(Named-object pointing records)
________________
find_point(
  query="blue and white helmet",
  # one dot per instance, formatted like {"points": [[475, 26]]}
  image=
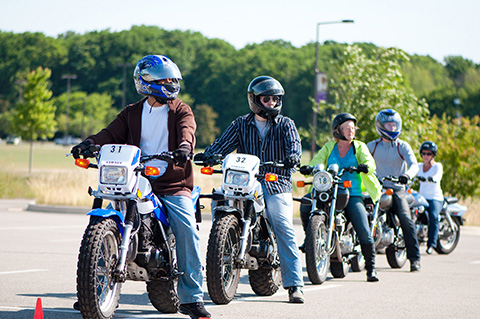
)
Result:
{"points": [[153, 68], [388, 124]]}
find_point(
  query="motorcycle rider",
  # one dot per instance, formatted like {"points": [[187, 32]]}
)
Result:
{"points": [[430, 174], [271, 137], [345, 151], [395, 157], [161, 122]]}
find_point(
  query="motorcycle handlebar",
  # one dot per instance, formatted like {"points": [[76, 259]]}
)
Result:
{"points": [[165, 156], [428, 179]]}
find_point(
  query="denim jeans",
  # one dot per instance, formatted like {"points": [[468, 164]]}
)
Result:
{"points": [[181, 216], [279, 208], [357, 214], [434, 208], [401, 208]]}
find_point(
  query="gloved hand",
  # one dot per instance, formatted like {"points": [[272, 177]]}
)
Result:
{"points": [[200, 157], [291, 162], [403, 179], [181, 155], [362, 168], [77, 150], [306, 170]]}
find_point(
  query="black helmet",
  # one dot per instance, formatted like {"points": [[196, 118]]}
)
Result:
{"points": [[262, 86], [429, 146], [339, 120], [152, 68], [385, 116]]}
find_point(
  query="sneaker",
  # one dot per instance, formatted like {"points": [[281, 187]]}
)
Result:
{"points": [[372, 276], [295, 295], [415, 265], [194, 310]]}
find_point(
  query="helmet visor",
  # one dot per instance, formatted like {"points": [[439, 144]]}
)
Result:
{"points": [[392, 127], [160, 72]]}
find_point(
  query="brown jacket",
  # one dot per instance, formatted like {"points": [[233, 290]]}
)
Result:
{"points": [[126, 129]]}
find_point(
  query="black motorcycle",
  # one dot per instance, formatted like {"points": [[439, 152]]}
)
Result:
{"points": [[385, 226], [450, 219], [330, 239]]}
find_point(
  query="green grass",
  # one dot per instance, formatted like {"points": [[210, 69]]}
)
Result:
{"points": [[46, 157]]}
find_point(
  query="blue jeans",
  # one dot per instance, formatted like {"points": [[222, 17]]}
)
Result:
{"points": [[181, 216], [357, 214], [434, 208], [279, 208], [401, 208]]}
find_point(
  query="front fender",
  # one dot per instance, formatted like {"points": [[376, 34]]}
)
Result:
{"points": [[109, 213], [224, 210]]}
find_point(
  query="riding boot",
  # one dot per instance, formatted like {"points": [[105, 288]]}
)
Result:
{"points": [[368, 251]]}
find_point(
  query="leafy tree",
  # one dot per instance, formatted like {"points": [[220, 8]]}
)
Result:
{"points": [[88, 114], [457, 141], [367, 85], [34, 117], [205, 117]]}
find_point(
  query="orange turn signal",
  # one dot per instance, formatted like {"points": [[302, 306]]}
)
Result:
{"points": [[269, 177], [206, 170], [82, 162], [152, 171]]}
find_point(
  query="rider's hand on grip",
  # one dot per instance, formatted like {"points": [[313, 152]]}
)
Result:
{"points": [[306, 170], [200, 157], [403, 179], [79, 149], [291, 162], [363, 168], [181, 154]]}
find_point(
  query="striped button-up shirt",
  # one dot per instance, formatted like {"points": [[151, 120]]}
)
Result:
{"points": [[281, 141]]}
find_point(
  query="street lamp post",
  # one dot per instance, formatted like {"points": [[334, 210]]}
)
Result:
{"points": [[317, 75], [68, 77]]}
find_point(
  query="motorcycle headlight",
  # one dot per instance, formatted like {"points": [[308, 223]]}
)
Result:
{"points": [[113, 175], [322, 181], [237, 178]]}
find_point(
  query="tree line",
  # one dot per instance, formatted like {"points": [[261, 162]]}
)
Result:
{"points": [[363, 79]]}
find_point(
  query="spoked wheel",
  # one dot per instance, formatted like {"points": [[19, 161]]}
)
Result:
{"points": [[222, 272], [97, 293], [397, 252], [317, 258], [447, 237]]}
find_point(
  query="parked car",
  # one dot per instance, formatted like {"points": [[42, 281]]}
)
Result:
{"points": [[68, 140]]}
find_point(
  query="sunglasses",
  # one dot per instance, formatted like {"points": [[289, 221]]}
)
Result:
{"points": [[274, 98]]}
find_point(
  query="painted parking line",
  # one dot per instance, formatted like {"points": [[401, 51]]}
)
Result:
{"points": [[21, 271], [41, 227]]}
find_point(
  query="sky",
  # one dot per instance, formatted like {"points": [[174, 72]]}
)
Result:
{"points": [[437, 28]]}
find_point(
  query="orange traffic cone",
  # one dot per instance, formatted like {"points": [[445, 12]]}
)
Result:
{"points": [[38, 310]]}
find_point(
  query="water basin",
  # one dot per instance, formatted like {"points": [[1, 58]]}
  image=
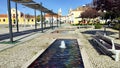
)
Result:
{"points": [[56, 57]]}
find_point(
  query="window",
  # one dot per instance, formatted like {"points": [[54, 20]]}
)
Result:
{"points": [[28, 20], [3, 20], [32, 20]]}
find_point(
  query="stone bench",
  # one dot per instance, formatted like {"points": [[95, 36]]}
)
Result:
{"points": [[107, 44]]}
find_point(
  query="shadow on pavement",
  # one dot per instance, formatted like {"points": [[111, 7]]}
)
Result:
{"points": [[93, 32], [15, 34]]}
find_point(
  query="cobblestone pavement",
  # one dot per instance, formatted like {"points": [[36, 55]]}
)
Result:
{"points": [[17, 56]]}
________________
WORK TO COMPLETE: Write out each line again precisely as it appears, skipping every picture.

SOLUTION:
find_point(
  query="blue and white helmet",
  # one dot per instance, formatted like {"points": [[475, 26]]}
  image=
)
Result:
{"points": [[153, 68], [388, 124]]}
find_point(
  query="motorcycle rider",
  # one dot per instance, formatted like {"points": [[187, 32]]}
)
Result:
{"points": [[430, 174], [271, 137], [345, 151], [395, 157], [161, 122]]}
find_point(
  query="motorcycle handlebar",
  # one dot per instance, formatted like {"points": [[76, 259]]}
)
Result:
{"points": [[165, 156], [428, 179]]}
find_point(
  query="denim jeans",
  # one dot per instance, formatted like {"points": [[468, 164]]}
)
Result:
{"points": [[181, 216], [279, 208], [357, 214], [434, 208], [401, 208]]}
find_point(
  query="gloved hand",
  # one dot per instance, formatted like {"points": [[272, 177]]}
)
Result:
{"points": [[200, 157], [291, 162], [403, 179], [181, 155], [362, 168], [77, 150], [306, 170]]}
find_point(
  query="black helmet",
  # one dot per instance, formatted like {"points": [[196, 118]]}
)
Result:
{"points": [[262, 86], [429, 146], [339, 120], [152, 68], [385, 116]]}
find_point(
  query="sneaker",
  # one dot per instance, formatted like {"points": [[281, 187]]}
)
Result:
{"points": [[372, 276], [295, 295], [415, 265], [194, 310]]}
find_point(
  query="helmet visor",
  # one dot per instance, formatted like {"points": [[439, 144]]}
)
Result:
{"points": [[392, 127], [160, 72]]}
find_point(
  query="brown jacket",
  # one dot per instance, formatted like {"points": [[233, 290]]}
)
Result:
{"points": [[126, 129]]}
find_point(
  query="black motorcycle",
  # one dot per instance, formatted like {"points": [[439, 152]]}
)
Result:
{"points": [[385, 226], [450, 219], [330, 239]]}
find_point(
  query="green grass",
  # one dot per instance, formatted like {"points": [[210, 69]]}
)
Result:
{"points": [[46, 157]]}
find_point(
  query="blue jeans",
  # one dot per instance, formatted like {"points": [[222, 17]]}
)
Result:
{"points": [[181, 216], [357, 214], [434, 208], [279, 208], [401, 208]]}
find_point(
  query="front fender",
  # one dot per instance, formatted like {"points": [[376, 34]]}
)
Result:
{"points": [[109, 213], [224, 210]]}
find_point(
  query="riding boot",
  # one dot per instance, formatted like {"points": [[105, 288]]}
)
Result:
{"points": [[368, 251]]}
find_point(
  query="leafy tree",
  # one dot per instance, formatted like {"points": [[220, 8]]}
)
Result:
{"points": [[88, 114], [457, 141], [367, 85], [34, 117], [205, 117]]}
find_point(
  query="orange turn signal",
  # one dot per instance, formatted like {"points": [[302, 306]]}
)
Result:
{"points": [[269, 177], [206, 170], [82, 162], [152, 171]]}
find_point(
  query="rider's hand on grip",
  # one dot per instance, formatted like {"points": [[313, 152]]}
)
Result:
{"points": [[306, 170], [200, 157], [403, 179], [79, 149], [291, 162], [363, 168], [181, 154]]}
find_point(
  query="striped button-up shirt",
  # one dot per instance, formatted like {"points": [[151, 120]]}
)
Result:
{"points": [[281, 141]]}
find_point(
  query="street lamp post",
  # one dot per instance, formatted like {"points": [[334, 210]]}
)
Result:
{"points": [[317, 75], [68, 77]]}
find_point(
  query="motorcycle headlight",
  # one dot per instance, formatted like {"points": [[308, 223]]}
)
Result:
{"points": [[113, 175], [322, 181], [237, 178]]}
find_point(
  query="tree line",
  # one dot per instance, formatted like {"points": [[261, 162]]}
)
Result:
{"points": [[363, 79]]}
find_point(
  query="spoked wheel",
  # one dot per instance, formatted like {"points": [[19, 161]]}
)
Result:
{"points": [[222, 272], [97, 293], [397, 252], [317, 258], [447, 237]]}
find_point(
  query="parked car",
  # one dot per instance, formatted like {"points": [[42, 281]]}
)
Result:
{"points": [[68, 140]]}
find_point(
  query="sunglasses",
  # one dot per instance, formatted like {"points": [[289, 221]]}
)
Result:
{"points": [[274, 98]]}
find_point(
  query="painted parking line",
  # one dot per instance, formatted like {"points": [[401, 51]]}
)
Result:
{"points": [[21, 271], [41, 227]]}
find_point(
  query="sky",
  # one dot per instance, formatted like {"points": [[174, 72]]}
)
Result:
{"points": [[437, 28]]}
find_point(
  query="orange traffic cone",
  # one dot per instance, formatted like {"points": [[445, 12]]}
)
Result:
{"points": [[38, 310]]}
find_point(
  query="water basin",
  # one dot per instance, formatted like {"points": [[1, 58]]}
  image=
)
Result:
{"points": [[56, 57]]}
find_point(
  query="window",
  # one dot per instance, formatted like {"points": [[54, 20]]}
)
Result:
{"points": [[28, 20], [3, 20], [32, 20]]}
find_point(
  query="stone bench",
  # one dot per instance, formatted like {"points": [[95, 36]]}
)
Result:
{"points": [[107, 44]]}
find_point(
  query="shadow on pavement",
  # one dot per instance, formatted like {"points": [[111, 7]]}
)
Result:
{"points": [[93, 32], [15, 34]]}
find_point(
  query="cobblestone pavement",
  # one dot per instance, formatted like {"points": [[36, 55]]}
)
Result:
{"points": [[17, 56]]}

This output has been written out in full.